→ EXTRACTED TEXT:

问题
I have a mongo DB cursor with documents that I want to create into Dataframes. However, the documents in that cursor can have a runTime
that's too close. Therefore I'd like to get every other document and make a dataframe out of those.
all_df_forecast = []
for doc in cursor[::2]:
single_fc_df = pd.DataFrame(doc['data']['PRICES SPOT'])
all_df_forecast.append(single_fc_df)
Results in: IndexError: Cursor instances do not support slice steps
all_df_forecast = []
for doc in range(0, cursor.count(), 2):
single_fc_df = pd.DataFrame(doc['data']['PRICES SPOT'])
all_df_forecast.append(single_fc_df)
Results in TypeError: 'int' object is not subscriptable
Right now this is how the cursor with the documents that have the data.
cursor = self._collection.find({
"Type": "f",
"runTime": { "$gte": model_dt_from, "$lte": model_dt_till },
"data.PRICES SPOT.0": { "$exists": True }
})
Ideally if the cursor could just have every other document based on the query I give it would be ideal. I came accross skip, but from my understanding it skips the beginning with the number I give it. Which is why I am now tackling this after I have the cursor and creating the dataframes for every other document
回答1:
Use cursor.next() to skip over each alternate cursor result.
As a demonstration:
from pymongo import MongoClient
client = MongoClient()
db = client.test
db.pytest.delete_many({})
db.pytest.insert_many([{ 'value': i+1 } for i,x in enumerate([1] * 10)])
cursor = db.pytest.find({},{ '_id': 0 })
count = cursor.count()
print count
cursor.next()
for doc in cursor:
print doc
count -= 2
print count
if (count > 0):
cursor.next()

→ MATERIAL PROVIDED:
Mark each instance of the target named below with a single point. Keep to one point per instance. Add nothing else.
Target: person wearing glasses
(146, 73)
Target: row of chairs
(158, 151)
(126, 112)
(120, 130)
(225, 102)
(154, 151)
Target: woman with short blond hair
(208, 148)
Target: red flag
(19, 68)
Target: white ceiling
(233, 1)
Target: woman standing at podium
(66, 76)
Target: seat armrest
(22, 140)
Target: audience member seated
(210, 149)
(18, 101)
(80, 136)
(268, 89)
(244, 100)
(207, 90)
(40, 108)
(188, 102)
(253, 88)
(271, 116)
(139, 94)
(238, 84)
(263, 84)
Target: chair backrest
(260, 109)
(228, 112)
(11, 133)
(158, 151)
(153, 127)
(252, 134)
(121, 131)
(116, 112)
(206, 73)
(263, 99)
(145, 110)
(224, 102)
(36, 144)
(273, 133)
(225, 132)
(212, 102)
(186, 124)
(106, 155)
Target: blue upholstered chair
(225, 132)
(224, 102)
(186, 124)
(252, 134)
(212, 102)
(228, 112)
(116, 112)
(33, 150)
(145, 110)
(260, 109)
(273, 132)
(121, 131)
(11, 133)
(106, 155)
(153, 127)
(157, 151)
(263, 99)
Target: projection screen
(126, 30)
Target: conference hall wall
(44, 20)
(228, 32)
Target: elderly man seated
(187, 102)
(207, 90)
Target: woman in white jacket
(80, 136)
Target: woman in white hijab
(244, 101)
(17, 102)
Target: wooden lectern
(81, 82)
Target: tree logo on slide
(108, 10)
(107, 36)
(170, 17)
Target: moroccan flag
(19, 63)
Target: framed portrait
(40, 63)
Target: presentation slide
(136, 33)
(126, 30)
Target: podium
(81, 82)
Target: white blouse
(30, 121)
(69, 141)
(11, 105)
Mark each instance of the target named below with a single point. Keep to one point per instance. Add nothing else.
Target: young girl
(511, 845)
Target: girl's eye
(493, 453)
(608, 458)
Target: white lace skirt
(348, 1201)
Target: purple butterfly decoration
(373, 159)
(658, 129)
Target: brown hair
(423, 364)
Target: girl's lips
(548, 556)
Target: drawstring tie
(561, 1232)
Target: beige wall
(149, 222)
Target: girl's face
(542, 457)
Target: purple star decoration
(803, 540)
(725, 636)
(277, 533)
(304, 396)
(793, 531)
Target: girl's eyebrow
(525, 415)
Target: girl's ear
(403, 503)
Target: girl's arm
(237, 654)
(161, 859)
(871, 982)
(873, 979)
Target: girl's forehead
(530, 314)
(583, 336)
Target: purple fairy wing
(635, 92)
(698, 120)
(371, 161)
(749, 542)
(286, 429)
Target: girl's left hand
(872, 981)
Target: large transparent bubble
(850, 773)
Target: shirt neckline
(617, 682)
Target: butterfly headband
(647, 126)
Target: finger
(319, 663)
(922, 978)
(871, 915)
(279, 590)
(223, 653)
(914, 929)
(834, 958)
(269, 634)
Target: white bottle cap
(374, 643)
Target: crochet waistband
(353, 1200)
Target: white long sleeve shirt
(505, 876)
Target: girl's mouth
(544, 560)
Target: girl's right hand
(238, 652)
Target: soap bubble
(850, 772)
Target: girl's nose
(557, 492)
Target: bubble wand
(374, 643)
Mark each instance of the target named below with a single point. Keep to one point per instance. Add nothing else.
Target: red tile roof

→ TO BE DONE: Could you write out everything in the MongoDB cursor thread from "Results in TypeError: 'int'" down to "client = MongoClient()"? You won't need the lines for this.

→ FINAL RESULT:
Results in TypeError: 'int' object is not subscriptable
Right now this is how the cursor with the documents that have the data.
cursor = self._collection.find({
"Type": "f",
"runTime": { "$gte": model_dt_from, "$lte": model_dt_till },
"data.PRICES SPOT.0": { "$exists": True }
})
Ideally if the cursor could just have every other document based on the query I give it would be ideal. I came accross skip, but from my understanding it skips the beginning with the number I give it. Which is why I am now tackling this after I have the cursor and creating the dataframes for every other document
回答1:
Use cursor.next() to skip over each alternate cursor result.
As a demonstration:
from pymongo import MongoClient
client = MongoClient()